(Annotation data for object locations)
***

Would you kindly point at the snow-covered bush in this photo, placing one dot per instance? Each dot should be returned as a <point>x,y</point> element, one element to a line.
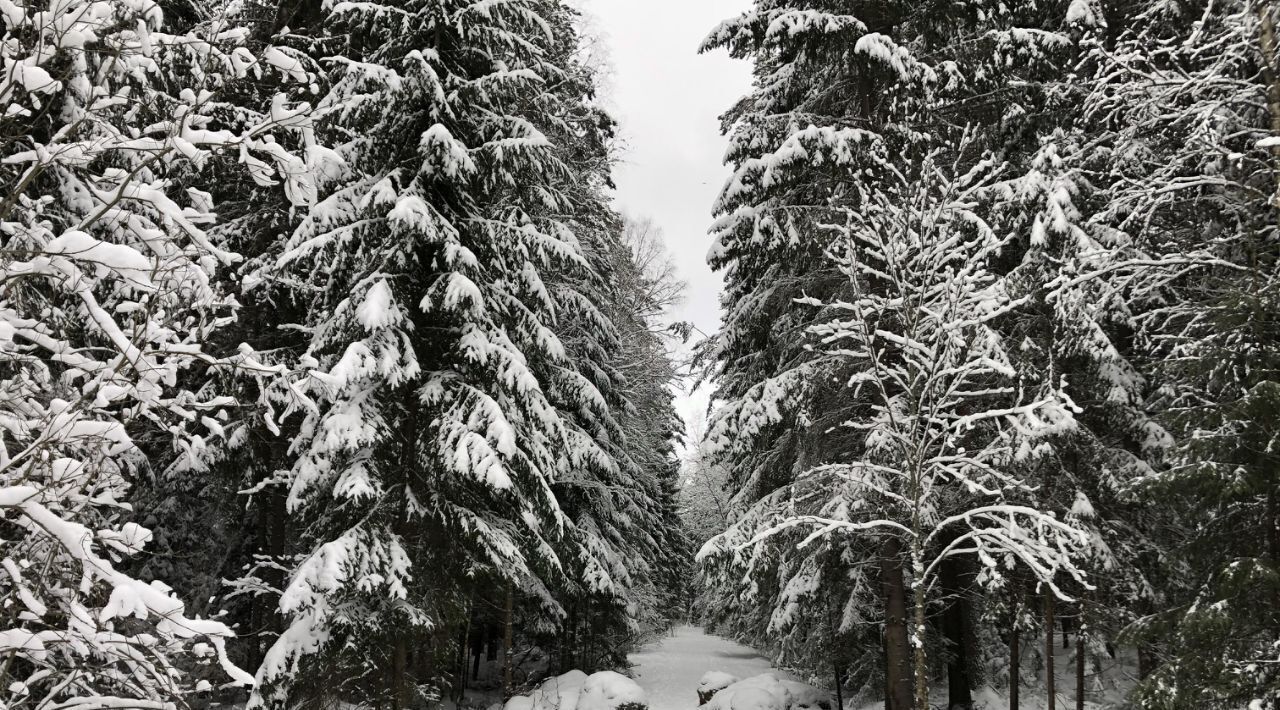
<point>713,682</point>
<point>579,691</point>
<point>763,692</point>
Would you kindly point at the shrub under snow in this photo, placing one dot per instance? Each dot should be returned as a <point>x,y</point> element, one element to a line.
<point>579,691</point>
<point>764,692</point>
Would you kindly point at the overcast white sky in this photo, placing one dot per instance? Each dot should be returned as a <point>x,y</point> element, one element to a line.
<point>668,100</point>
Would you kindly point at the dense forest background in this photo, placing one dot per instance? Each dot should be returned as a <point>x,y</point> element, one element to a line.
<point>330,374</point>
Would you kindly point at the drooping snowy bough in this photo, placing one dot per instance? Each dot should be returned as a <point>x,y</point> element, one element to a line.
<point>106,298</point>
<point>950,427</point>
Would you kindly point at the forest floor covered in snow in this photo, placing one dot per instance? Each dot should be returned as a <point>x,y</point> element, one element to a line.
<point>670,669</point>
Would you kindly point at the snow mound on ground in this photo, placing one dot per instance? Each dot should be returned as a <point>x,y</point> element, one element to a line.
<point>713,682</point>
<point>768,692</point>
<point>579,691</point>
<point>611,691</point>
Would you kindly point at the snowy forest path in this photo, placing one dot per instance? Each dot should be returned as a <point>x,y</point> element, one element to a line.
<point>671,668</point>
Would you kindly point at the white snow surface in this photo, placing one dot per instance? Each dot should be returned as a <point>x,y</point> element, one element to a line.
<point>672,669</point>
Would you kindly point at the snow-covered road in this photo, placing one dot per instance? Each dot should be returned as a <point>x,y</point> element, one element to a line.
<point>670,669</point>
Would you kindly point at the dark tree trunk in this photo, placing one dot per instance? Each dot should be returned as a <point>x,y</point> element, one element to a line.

***

> _Description of the task_:
Copy the entries word for word from the beginning up to and including the line containing "<point>330,374</point>". Omit the pictures.

> _The solution_:
Would you kindly point at the snow-covered bush in this photo, placing one dot per instance? Each dot should be returned as a <point>x,y</point> element, one element to a line.
<point>713,682</point>
<point>579,691</point>
<point>763,692</point>
Would you kindly point at the shrub under snow in this photo, placing one dot per instance? Each dot should be returned as a <point>x,y</point> element, one element to a line.
<point>579,691</point>
<point>764,692</point>
Would you kindly point at the overcast white sky in this photo, placing one dot per instance? Each dot should be returned as a <point>x,y</point> element, one element to a line.
<point>668,100</point>
Would you kindly point at the dense forest background in this photo, placing one dot per instance? Each dot should be returned as a <point>x,y</point> element, one element to a line.
<point>330,374</point>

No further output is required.